Documento ▸
'''

El que entra con señorío, ya en la conversación, ya en el razonamiento, hácese mucho lugar y gana de antemano el respeto, pero el que llega con temor, él mismo se condena de desconfiado y se confiesa vencido; con su desconfianza da pie al desprecio de los otros, por lo menos a la poca estimación.

Bien es verdad que el varón sabio ha de ir deteniéndose, y más donde no conoce; entra con recato sondando los fondos, especialmente si presiente profundidad, como lo encargaremos en nuestros Avisos al Varón Atento.

Con los príncipes, con los superiores y con toda gente de autoridad, aunque conviene, y es preciso reformar esta señoril audacia, pero no de modo que dé en el otro extremo de encogimiento. Aquí importa mucho la templanza, atendiendo a no enfadar por lo atrevido, ni deslucirse por lo desanimado; no ocupe el temor, de modo que no acierte a parecer, ni la audacia le haga sobresalir.

'''

Registros de datos ▸
'''

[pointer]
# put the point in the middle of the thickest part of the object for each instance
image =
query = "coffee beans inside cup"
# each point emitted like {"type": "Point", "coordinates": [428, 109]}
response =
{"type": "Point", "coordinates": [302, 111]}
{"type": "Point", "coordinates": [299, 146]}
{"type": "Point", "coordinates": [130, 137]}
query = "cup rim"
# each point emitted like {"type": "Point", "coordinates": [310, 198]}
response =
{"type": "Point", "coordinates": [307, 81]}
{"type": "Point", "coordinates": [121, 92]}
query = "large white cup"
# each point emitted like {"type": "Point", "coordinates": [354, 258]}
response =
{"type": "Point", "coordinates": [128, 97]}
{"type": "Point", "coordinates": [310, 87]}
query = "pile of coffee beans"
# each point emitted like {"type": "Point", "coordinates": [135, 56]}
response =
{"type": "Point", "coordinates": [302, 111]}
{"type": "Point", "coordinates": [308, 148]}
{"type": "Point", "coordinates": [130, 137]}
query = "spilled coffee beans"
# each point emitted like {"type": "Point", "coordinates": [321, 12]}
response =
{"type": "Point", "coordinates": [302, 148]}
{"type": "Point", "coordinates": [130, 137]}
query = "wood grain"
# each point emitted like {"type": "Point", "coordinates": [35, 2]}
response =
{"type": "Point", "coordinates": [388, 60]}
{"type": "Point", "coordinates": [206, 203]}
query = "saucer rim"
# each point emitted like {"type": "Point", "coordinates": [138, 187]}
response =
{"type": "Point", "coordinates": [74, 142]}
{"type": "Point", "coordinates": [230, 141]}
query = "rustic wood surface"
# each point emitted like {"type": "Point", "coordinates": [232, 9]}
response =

'''

Tarea escrita 1 ▸
Copia literalmente del texto sobre el señorío el pasaje que va desde "Bien es verdad" hasta "al Varón Atento.", incluido este último.
Tarea escrita 2 ▸
Según el texto sobre el señorío, ¿con quiénes conviene reformar la señoril audacia?

Respuesta correcta 1 ▸
Bien es verdad que el varón sabio ha de ir deteniéndose, y más donde no conoce; entra con recato sondando los fondos, especialmente si presiente profundidad, como lo encargaremos en nuestros Avisos al Varón Atento.

Respuesta correcta 2 ▸
Con los príncipes, con los superiores y con toda gente de autoridad.